Swap "chest pocket" for "collar" throughout the material below, and reproduce everything else unchanged.

* START ENTRIES SUPPLIED *

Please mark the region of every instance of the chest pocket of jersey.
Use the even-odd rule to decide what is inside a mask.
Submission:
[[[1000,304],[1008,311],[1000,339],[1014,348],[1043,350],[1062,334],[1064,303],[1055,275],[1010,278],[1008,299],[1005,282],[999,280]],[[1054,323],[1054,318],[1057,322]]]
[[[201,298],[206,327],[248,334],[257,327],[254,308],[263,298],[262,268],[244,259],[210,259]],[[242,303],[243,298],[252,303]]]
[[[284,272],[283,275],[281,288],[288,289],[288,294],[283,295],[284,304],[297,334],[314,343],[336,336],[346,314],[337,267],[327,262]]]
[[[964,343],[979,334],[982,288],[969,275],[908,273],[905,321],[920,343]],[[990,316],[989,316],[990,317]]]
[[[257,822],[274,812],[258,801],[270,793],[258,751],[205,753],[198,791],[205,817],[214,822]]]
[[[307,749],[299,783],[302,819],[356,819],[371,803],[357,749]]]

* END ENTRIES SUPPLIED *

(TASK SOLUTION)
Please mark the region of every instance of the collar of jersey.
Use the even-odd rule to decide what is inside a mask.
Submission:
[[[1000,304],[1008,311],[1000,339],[1014,348],[1043,350],[1062,334],[1064,303],[1055,275],[1010,278],[1008,299],[1005,282],[999,280]],[[1054,323],[1054,318],[1057,322]]]
[[[201,298],[206,327],[248,334],[257,327],[254,308],[263,298],[262,268],[244,259],[210,259]],[[242,303],[243,298],[252,303]]]
[[[284,272],[283,275],[281,288],[288,289],[288,294],[283,295],[284,304],[297,334],[314,343],[336,336],[346,314],[337,267],[327,262]]]
[[[964,343],[979,334],[982,288],[969,275],[908,273],[905,321],[920,343]],[[990,316],[989,316],[990,317]]]
[[[257,822],[274,812],[258,801],[270,793],[258,751],[205,753],[198,791],[205,817],[214,822]]]
[[[307,749],[299,783],[302,819],[356,819],[371,803],[357,749]]]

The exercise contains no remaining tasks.